:: Dataset extract ::
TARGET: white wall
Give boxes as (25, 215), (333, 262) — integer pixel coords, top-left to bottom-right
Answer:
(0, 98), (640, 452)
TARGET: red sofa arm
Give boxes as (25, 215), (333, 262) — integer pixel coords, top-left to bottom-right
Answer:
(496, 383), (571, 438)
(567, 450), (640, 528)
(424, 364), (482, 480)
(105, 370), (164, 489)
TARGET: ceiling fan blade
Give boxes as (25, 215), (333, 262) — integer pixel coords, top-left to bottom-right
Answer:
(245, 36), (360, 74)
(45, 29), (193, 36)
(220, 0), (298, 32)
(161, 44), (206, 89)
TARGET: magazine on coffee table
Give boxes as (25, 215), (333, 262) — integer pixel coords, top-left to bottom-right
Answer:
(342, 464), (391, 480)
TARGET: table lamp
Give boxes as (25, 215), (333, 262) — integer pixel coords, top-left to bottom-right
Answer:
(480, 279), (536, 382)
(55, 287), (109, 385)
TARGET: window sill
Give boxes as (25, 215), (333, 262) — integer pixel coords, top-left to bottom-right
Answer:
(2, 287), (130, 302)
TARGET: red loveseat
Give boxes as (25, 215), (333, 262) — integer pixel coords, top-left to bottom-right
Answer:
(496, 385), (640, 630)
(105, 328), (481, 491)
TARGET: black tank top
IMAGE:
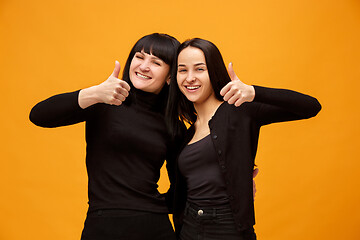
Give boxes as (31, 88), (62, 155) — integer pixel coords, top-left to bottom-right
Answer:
(179, 135), (229, 207)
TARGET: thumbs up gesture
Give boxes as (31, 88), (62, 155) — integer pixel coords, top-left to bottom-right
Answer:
(78, 61), (130, 108)
(97, 61), (130, 106)
(220, 63), (255, 107)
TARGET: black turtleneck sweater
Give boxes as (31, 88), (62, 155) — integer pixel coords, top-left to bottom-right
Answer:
(30, 89), (174, 213)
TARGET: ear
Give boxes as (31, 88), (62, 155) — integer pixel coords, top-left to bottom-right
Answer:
(166, 75), (171, 85)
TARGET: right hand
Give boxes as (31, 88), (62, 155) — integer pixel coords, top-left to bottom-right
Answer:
(96, 61), (130, 106)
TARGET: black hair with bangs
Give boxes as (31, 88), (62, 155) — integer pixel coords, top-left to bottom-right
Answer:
(166, 38), (231, 137)
(122, 33), (180, 87)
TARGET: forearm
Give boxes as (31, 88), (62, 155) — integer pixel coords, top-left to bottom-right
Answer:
(78, 86), (101, 109)
(29, 91), (85, 127)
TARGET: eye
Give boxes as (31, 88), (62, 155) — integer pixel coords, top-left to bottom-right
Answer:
(135, 54), (144, 59)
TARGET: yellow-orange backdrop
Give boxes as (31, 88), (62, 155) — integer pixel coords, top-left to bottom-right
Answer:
(0, 0), (360, 240)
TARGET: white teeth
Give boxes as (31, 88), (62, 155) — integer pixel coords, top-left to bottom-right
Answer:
(185, 86), (200, 90)
(136, 73), (150, 79)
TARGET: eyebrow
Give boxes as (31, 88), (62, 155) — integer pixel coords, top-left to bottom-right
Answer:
(178, 63), (206, 67)
(137, 50), (164, 62)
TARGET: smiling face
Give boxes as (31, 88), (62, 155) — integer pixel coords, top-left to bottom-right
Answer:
(129, 51), (170, 94)
(177, 46), (215, 104)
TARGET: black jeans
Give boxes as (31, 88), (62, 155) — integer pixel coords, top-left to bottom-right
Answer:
(81, 209), (176, 240)
(180, 203), (256, 240)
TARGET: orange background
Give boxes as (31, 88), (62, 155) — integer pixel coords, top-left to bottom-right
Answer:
(0, 0), (360, 240)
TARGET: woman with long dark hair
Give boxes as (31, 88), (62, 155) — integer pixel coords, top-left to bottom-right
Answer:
(166, 38), (321, 240)
(30, 33), (180, 240)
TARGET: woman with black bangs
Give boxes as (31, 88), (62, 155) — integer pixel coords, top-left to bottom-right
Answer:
(166, 38), (321, 240)
(30, 33), (180, 240)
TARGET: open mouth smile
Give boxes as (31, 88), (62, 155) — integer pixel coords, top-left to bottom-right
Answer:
(185, 86), (200, 90)
(135, 72), (151, 79)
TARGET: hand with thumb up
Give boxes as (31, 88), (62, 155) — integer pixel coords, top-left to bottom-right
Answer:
(78, 61), (130, 108)
(220, 63), (255, 107)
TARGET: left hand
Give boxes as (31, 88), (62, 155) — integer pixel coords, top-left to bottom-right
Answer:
(220, 63), (255, 107)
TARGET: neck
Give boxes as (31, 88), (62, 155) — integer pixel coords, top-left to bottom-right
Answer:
(194, 96), (223, 124)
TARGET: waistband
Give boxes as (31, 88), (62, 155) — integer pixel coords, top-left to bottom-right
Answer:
(185, 202), (232, 217)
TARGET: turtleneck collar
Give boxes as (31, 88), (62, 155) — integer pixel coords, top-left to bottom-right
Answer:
(129, 86), (168, 112)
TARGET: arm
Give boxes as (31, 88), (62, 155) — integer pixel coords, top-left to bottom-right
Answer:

:: Directions for this task ::
Copy all of the lines above word for word, leaving out the pictures.

:: Reply to the exercise ::
TARGET: white wall
Give boxes as (25, 215), (333, 262) — integer pixel coords, top-left to bottom-right
Answer:
(0, 98), (640, 452)
TARGET: red sofa arm
Give boxes as (25, 215), (333, 262) — integer pixel coords, top-left to bottom-right
Answer:
(496, 383), (571, 438)
(567, 450), (640, 528)
(424, 364), (482, 480)
(105, 370), (164, 489)
TARGET: ceiling fan blade
Give boxes as (25, 215), (333, 262) — integer pixel coords, top-left to bottom-right
Answer:
(245, 36), (360, 74)
(45, 29), (193, 36)
(220, 0), (298, 32)
(161, 44), (206, 89)
TARGET: magazine on coffee table
Give boxes as (25, 215), (333, 262) — integer pixel coords, top-left to bottom-right
Answer:
(342, 464), (391, 480)
TARGET: table lamp
Give boxes as (25, 215), (333, 262) — integer pixel coords, top-left to bottom-right
Answer:
(480, 279), (536, 382)
(55, 287), (109, 385)
TARGET: window sill
Give boxes as (25, 215), (333, 262) — integer pixel coords, top-left to bottom-right
Answer:
(2, 287), (130, 302)
TARGET: red loveseat
Give boxes as (25, 215), (333, 262) — integer pixel coords, top-left to bottom-right
Answer:
(496, 385), (640, 630)
(105, 328), (481, 491)
TARGET: black tank top
IMAGE:
Give boxes as (31, 88), (62, 155) — integer pixel coords, top-left to bottom-right
Answer:
(179, 135), (229, 207)
TARGET: thumbs up gesture
Give boxes as (31, 88), (62, 155) — integer pixel coords, top-left to bottom-right
Answer:
(78, 61), (130, 108)
(97, 61), (130, 106)
(220, 63), (255, 107)
TARGET: black turtleneck sweater
Give boxes as (31, 88), (62, 155) — integer pixel coords, top-left to bottom-right
Answer:
(30, 89), (174, 213)
TARGET: ear
Give boxes as (31, 88), (62, 155) — integer pixel coords, top-left to bottom-right
Answer:
(166, 75), (171, 85)
TARGET: right hand
Give boxes as (31, 88), (62, 155) — integer pixel coords, top-left to bottom-right
Answer:
(96, 61), (130, 106)
TARGET: black hair with bangs
Give boxes as (31, 88), (62, 155) — integer pixel coords, top-left to bottom-right
Answer:
(166, 38), (231, 137)
(122, 33), (180, 87)
TARGET: forearm
Give boxes as (31, 88), (62, 155) — integer pixel coords, top-left to bottom-right
Answer:
(78, 86), (101, 109)
(29, 91), (85, 127)
TARGET: eye
Give boxes as (31, 88), (62, 155) — integer pixel coords, top-left to bottom-right
Answer:
(135, 54), (144, 59)
TARGET: yellow-orange backdrop
Give boxes as (31, 88), (62, 155) — integer pixel coords, top-left to bottom-right
Answer:
(0, 0), (360, 240)
TARGET: white teeth
Give boxes as (31, 88), (62, 155) — integer pixel coords, top-left to bottom-right
Answer:
(185, 86), (200, 90)
(136, 73), (150, 79)
TARGET: eyebrow
Give boxes as (31, 88), (62, 155) — integer pixel coords, top-left to bottom-right
Answer:
(178, 63), (206, 67)
(137, 50), (164, 62)
TARGET: smiling face
Give boxes as (31, 88), (62, 155) — integer pixel coords, top-left to bottom-right
Answer:
(129, 51), (170, 94)
(177, 46), (215, 104)
TARGET: black jeans
Give boxes as (31, 88), (62, 155) — integer pixel coords, top-left to bottom-right
Answer:
(81, 209), (176, 240)
(180, 203), (256, 240)
TARGET: orange background
Give boxes as (31, 88), (62, 155) — integer pixel coords, top-left to bottom-right
Answer:
(0, 0), (360, 240)
TARGET: woman with long dark hair
Give boxes as (31, 88), (62, 155) — integer pixel coords, top-left to bottom-right
Answer:
(166, 38), (321, 240)
(30, 33), (180, 240)
TARGET: woman with black bangs
Give boxes as (31, 88), (62, 155) — integer pixel coords, top-left to bottom-right
Answer:
(166, 38), (321, 240)
(30, 33), (180, 240)
TARGET: open mouth smile
Give boxes as (31, 88), (62, 155) — integer pixel coords, top-left to bottom-right
Answer:
(185, 86), (200, 90)
(135, 72), (151, 79)
TARGET: hand with thumb up
Give boxes as (31, 88), (62, 155) — integer pixel coords, top-left to bottom-right
Answer:
(78, 61), (130, 108)
(220, 63), (255, 107)
TARGET: left hand
Give boxes as (31, 88), (62, 155) — integer pixel coords, top-left to bottom-right
Answer:
(220, 63), (255, 107)
TARGET: neck
Give boxes as (31, 88), (62, 155) — integer pixel coords, top-left to bottom-right
Answer:
(194, 96), (223, 124)
TARGET: waistband
Give boxes as (31, 88), (62, 155) — integer pixel coords, top-left to bottom-right
Answer:
(185, 202), (232, 217)
TARGET: turtleneck collar
Give boxes as (31, 88), (62, 155) — integer pixel coords, top-left to bottom-right
Answer:
(129, 86), (168, 112)
TARGET: arm
Give boxes as (31, 88), (62, 155) — integer pixel coords, top-left to bottom-right
Answer:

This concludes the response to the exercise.